INSTRUCTIONS FOR THE TASK:
In the records below, find the line containing "Retail shelf audit: identify every background", then extract that line and all subsequent lines exactly, leaving out everything else.

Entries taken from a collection
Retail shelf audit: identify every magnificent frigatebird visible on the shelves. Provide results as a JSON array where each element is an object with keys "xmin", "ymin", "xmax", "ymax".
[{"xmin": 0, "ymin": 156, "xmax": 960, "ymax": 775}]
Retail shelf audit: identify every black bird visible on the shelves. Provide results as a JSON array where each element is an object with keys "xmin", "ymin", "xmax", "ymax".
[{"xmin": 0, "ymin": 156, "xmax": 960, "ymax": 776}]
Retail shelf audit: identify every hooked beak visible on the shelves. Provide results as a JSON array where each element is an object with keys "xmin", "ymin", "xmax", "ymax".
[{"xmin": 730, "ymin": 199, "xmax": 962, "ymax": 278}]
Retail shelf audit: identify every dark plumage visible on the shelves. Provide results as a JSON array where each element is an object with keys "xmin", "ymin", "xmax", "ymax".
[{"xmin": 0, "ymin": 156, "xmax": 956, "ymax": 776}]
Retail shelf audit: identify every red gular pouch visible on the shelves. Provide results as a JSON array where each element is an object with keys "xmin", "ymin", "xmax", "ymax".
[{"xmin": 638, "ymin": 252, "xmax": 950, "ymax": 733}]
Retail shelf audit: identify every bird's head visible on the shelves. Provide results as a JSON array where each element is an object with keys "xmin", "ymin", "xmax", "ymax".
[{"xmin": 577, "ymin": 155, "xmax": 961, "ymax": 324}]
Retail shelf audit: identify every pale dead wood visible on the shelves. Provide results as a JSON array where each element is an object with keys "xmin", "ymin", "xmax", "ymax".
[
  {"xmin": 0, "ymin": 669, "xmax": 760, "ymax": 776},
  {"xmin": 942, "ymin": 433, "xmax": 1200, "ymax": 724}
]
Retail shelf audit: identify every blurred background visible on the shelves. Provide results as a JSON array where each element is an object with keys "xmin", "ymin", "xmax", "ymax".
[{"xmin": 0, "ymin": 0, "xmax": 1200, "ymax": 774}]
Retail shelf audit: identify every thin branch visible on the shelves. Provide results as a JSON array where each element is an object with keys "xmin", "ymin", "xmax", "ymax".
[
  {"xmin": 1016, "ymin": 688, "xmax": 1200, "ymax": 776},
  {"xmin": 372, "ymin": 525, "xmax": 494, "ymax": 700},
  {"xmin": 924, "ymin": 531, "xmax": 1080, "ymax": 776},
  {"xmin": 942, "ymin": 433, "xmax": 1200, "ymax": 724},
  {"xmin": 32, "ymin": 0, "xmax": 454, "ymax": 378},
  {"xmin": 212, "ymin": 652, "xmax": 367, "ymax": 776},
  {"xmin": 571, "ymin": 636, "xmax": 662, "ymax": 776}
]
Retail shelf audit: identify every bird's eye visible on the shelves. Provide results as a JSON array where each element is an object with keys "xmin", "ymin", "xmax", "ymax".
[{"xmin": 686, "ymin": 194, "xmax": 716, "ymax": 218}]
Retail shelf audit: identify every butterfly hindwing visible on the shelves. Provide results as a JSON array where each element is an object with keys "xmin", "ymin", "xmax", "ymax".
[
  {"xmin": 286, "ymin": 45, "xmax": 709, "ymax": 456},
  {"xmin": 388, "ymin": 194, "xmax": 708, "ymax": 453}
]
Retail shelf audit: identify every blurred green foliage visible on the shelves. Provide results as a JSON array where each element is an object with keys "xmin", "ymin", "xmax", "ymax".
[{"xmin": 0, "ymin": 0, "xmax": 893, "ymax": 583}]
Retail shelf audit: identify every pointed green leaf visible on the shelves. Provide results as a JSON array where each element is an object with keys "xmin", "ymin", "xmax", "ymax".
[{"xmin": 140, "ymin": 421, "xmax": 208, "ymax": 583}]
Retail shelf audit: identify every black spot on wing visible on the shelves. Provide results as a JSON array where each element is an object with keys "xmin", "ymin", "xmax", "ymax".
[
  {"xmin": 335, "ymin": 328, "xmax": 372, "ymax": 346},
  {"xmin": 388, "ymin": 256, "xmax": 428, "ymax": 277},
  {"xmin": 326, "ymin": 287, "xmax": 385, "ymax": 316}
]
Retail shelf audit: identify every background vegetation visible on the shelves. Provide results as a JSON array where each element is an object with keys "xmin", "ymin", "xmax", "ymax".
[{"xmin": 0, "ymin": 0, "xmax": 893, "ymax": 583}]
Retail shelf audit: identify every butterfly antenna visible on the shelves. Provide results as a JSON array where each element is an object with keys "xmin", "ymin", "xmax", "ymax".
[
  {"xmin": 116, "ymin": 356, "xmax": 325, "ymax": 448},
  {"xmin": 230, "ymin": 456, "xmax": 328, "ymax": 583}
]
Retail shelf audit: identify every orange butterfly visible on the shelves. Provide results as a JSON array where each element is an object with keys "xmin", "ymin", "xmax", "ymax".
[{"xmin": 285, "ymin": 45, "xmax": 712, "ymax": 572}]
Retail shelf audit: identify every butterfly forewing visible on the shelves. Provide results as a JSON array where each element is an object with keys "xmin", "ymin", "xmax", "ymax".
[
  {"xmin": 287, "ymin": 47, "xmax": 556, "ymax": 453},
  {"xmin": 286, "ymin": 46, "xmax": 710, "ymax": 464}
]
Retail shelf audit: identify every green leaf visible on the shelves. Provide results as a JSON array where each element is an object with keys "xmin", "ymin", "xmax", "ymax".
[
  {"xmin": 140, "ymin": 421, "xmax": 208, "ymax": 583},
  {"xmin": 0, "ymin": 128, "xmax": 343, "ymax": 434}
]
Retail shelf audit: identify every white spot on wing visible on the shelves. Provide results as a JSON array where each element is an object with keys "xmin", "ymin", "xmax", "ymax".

RESULT OF THE EXERCISE:
Retail shelf audit: identify every background vegetation visible on the shelves. Provide results as a JSON array where each element is an object with keys "xmin", "ymin", "xmax", "ymax".
[{"xmin": 0, "ymin": 0, "xmax": 893, "ymax": 583}]
Retail shelf audit: identify every butterfly antenna visible on the shelves. Provide results as a JSON array where each element is an object with keys "xmin", "ymin", "xmax", "ymax".
[
  {"xmin": 116, "ymin": 356, "xmax": 325, "ymax": 448},
  {"xmin": 230, "ymin": 456, "xmax": 328, "ymax": 583}
]
Retail shelf audit: identify every orange butterfly visible on the shelves. Provide results as a JSON array where each element is an object with keys "xmin", "ymin", "xmax", "ymax".
[{"xmin": 285, "ymin": 45, "xmax": 712, "ymax": 572}]
Retail shelf audit: identify every butterfly forewing visible on the shelves. Provide results as a JSON array where each element is an object with keys "xmin", "ymin", "xmax", "ymax".
[
  {"xmin": 287, "ymin": 47, "xmax": 556, "ymax": 453},
  {"xmin": 286, "ymin": 46, "xmax": 710, "ymax": 464}
]
Retail shelf audit: identify every green leaf visible on the shelves. Provide results as a JSON array where each element is an object with keys "xmin", "ymin", "xmax", "ymax".
[
  {"xmin": 140, "ymin": 421, "xmax": 208, "ymax": 583},
  {"xmin": 0, "ymin": 128, "xmax": 343, "ymax": 434}
]
Retail shelf audit: identify every white spot on wing visible on the shelves. Provide results as a JSON array where each element is an object with keys "xmin", "ymin", "xmax", "ymax".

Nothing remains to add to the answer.